• **REQUIRED ACTION**
Take the records below and retype them line by line, from the first line through the one containing "Target: woman's teeth"; stop there.

Referring expression data:
[Start of section]

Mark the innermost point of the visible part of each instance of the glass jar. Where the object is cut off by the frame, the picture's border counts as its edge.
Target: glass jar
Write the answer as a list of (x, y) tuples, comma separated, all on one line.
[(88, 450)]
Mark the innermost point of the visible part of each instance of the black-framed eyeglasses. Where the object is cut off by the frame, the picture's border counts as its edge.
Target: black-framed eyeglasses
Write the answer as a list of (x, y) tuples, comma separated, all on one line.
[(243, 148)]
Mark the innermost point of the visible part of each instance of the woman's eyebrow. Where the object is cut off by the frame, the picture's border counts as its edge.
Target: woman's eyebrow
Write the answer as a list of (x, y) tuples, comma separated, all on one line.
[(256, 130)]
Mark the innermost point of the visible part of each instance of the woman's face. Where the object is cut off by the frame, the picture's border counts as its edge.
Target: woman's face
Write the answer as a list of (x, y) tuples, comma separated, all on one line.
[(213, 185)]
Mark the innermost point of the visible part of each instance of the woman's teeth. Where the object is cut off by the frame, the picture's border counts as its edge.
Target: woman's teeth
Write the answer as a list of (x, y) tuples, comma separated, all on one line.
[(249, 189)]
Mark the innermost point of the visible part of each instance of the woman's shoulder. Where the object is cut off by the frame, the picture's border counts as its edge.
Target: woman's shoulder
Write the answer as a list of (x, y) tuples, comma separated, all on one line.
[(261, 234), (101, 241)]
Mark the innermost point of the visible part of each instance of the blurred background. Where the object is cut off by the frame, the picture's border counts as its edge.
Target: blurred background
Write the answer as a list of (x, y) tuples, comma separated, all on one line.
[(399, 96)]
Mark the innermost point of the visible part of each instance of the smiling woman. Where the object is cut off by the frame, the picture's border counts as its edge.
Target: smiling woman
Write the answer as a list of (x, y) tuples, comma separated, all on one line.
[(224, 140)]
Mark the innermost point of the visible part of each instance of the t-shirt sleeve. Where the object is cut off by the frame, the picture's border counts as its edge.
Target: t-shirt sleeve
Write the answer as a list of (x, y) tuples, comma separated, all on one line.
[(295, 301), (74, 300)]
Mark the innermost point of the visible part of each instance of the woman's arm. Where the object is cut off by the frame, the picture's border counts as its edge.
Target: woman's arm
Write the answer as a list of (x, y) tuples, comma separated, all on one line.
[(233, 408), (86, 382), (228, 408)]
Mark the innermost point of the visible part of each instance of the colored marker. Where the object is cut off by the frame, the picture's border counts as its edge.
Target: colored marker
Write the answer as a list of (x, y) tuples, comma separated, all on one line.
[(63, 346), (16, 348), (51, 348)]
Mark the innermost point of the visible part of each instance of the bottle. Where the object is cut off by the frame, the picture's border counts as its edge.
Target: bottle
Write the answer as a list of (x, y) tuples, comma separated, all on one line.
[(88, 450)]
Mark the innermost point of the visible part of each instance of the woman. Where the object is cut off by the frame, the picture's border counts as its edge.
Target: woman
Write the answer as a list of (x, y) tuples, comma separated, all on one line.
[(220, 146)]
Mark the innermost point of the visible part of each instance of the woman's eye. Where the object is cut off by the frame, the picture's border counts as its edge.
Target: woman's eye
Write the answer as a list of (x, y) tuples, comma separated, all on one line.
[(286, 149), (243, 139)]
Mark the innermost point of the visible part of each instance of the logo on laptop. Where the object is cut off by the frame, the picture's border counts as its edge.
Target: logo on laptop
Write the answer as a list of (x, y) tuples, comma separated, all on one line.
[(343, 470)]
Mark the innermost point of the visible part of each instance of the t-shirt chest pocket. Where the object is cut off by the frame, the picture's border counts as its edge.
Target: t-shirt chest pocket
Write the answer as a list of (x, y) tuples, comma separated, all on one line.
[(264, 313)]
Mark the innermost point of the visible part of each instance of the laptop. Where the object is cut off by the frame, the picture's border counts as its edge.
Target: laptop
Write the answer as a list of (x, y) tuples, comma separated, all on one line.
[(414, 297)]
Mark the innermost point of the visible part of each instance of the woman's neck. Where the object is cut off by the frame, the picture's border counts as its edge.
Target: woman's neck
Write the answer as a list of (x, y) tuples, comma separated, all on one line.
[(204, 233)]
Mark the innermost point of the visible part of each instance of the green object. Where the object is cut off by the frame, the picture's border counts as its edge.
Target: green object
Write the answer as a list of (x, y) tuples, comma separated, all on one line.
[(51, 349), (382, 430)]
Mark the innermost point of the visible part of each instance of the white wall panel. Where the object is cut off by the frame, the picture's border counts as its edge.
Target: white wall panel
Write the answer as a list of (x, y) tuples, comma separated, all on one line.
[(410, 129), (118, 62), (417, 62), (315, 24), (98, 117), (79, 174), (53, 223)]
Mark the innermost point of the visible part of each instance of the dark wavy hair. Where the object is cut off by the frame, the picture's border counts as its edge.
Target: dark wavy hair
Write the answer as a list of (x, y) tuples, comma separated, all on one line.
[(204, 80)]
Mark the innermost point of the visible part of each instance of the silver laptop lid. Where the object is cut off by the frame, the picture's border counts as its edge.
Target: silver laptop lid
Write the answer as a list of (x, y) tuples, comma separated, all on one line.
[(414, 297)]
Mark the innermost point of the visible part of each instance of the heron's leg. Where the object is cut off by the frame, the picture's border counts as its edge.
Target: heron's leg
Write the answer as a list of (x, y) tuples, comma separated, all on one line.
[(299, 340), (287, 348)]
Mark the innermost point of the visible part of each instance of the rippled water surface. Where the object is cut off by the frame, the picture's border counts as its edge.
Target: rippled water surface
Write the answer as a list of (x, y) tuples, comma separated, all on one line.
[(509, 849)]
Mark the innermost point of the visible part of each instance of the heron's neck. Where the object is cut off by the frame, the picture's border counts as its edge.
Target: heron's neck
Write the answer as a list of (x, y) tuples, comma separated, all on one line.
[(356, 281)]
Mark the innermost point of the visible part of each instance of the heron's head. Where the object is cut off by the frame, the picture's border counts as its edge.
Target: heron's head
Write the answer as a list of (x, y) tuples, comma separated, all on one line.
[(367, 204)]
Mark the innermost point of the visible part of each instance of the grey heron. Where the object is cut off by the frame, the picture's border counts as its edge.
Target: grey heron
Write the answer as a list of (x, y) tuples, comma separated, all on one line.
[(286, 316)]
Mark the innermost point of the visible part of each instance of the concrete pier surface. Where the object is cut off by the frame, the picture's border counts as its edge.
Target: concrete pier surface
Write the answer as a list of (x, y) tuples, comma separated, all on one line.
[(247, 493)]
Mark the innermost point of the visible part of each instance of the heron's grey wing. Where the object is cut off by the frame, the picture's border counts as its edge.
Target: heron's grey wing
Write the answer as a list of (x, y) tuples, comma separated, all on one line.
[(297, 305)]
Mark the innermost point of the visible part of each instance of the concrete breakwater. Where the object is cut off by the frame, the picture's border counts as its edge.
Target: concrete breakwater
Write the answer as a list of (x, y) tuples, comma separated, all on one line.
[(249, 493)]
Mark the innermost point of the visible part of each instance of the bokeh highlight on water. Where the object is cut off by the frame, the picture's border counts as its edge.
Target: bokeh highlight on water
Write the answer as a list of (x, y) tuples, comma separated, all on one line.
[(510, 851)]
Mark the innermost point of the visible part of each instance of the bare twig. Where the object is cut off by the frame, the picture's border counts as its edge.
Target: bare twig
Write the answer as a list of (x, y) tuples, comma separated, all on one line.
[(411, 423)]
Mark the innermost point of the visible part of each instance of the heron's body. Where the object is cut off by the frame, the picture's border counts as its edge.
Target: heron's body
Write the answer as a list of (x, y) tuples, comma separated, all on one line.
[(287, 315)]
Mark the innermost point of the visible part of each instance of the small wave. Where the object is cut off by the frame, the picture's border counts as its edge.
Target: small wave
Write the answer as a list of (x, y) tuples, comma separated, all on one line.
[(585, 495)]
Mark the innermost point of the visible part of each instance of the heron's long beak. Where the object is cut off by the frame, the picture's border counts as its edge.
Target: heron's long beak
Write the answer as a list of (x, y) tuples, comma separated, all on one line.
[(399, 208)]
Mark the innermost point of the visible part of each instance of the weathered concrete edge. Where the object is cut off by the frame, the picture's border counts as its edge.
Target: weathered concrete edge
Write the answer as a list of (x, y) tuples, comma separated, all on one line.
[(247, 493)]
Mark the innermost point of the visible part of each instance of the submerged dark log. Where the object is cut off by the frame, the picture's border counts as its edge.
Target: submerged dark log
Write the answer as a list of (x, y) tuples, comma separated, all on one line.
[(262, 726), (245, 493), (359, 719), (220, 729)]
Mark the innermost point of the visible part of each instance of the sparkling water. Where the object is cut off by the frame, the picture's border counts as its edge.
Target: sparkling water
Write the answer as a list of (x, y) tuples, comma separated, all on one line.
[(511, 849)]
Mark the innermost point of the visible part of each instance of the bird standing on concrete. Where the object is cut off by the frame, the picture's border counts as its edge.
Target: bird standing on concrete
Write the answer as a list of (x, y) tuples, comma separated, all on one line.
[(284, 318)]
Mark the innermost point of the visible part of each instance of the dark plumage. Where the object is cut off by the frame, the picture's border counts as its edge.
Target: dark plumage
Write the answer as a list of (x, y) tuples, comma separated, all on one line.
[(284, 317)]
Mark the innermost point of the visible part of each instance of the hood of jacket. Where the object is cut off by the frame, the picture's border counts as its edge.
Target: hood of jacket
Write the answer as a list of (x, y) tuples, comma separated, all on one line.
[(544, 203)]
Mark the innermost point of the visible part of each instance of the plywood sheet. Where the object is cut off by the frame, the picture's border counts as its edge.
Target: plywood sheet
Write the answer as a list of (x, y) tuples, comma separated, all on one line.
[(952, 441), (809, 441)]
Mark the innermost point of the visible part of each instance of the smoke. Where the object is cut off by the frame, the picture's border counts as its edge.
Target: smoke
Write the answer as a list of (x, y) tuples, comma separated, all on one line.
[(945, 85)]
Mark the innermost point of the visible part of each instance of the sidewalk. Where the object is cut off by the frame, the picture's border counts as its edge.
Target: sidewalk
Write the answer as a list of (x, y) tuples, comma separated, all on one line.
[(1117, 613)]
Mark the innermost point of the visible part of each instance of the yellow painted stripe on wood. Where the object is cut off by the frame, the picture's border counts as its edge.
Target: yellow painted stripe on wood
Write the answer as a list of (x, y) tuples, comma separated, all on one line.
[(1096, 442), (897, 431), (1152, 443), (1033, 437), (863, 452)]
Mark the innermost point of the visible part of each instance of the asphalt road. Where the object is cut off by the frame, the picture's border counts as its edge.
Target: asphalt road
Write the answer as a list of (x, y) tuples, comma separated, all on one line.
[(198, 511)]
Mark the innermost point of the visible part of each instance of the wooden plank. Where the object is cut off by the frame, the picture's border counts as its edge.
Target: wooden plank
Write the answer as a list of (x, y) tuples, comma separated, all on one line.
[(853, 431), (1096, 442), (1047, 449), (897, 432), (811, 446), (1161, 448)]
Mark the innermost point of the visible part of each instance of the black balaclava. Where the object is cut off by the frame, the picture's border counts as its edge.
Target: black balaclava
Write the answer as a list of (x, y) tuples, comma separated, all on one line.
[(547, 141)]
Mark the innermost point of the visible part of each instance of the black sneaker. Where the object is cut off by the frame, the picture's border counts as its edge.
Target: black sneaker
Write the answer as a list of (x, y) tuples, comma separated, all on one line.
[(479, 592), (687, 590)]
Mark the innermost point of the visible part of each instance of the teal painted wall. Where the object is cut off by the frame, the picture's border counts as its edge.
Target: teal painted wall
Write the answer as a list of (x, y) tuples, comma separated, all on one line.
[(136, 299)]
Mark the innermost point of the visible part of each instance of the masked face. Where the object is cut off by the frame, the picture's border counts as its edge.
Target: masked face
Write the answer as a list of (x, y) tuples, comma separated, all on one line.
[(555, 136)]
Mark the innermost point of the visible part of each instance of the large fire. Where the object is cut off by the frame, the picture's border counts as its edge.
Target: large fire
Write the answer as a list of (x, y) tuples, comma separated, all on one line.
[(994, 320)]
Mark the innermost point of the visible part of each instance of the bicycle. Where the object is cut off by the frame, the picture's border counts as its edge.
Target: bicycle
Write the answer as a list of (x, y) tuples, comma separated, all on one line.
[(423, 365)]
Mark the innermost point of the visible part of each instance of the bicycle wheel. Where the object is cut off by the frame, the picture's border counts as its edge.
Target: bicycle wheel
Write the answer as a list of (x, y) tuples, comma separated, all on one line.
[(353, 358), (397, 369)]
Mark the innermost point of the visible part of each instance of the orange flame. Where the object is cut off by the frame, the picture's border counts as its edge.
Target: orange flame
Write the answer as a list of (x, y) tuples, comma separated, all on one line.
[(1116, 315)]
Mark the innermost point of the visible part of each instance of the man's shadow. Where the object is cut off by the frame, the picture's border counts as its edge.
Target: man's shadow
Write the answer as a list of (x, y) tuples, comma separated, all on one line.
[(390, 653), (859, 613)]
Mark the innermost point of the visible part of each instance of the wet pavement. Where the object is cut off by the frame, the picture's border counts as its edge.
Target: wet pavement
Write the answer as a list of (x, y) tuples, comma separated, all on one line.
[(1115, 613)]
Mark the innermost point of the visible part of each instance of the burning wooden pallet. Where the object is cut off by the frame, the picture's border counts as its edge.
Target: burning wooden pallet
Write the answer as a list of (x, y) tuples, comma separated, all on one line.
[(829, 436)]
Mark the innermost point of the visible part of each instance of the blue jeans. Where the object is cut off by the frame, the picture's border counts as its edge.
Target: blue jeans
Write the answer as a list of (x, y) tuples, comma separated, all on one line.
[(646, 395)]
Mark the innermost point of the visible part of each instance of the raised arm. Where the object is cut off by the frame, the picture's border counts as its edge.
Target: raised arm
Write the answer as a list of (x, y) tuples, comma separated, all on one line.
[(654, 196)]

[End of section]

• **EXERCISE RESPONSE**
Mark the innermost point of the visible part of each instance of the glass jar. Where the object is cut off by the frame, the picture's border counts as its edge.
Target: glass jar
Write the answer as a list of (x, y) tuples, comma separated, all on one line.
[(88, 450)]
Mark the innermost point of the visible part of each instance of the black-framed eyeglasses. Where the object is cut off by the frame, the picture's border counts as its edge.
Target: black-framed eyeglasses
Write the answer as a list of (x, y) tuples, comma separated, all on one line.
[(243, 148)]
Mark the innermost point of the visible part of each instance of the woman's eyebrow. Where the object is cut off by the frame, the picture's border counts as its edge.
Target: woman's eyebrow
Write the answer as a list of (x, y) tuples, comma separated, all on one line.
[(256, 130)]
Mark the innermost point of the visible part of each instance of the woman's face. Where the object is cut off by the frame, the picture's border counts as its edge.
Target: woman's face
Write the answer as a list of (x, y) tuples, comma separated, all on one line.
[(213, 185)]
Mark the innermost point of the visible part of each instance of the woman's teeth. Where the object is cut off by the frame, the picture's border counts as its edge.
Target: woman's teeth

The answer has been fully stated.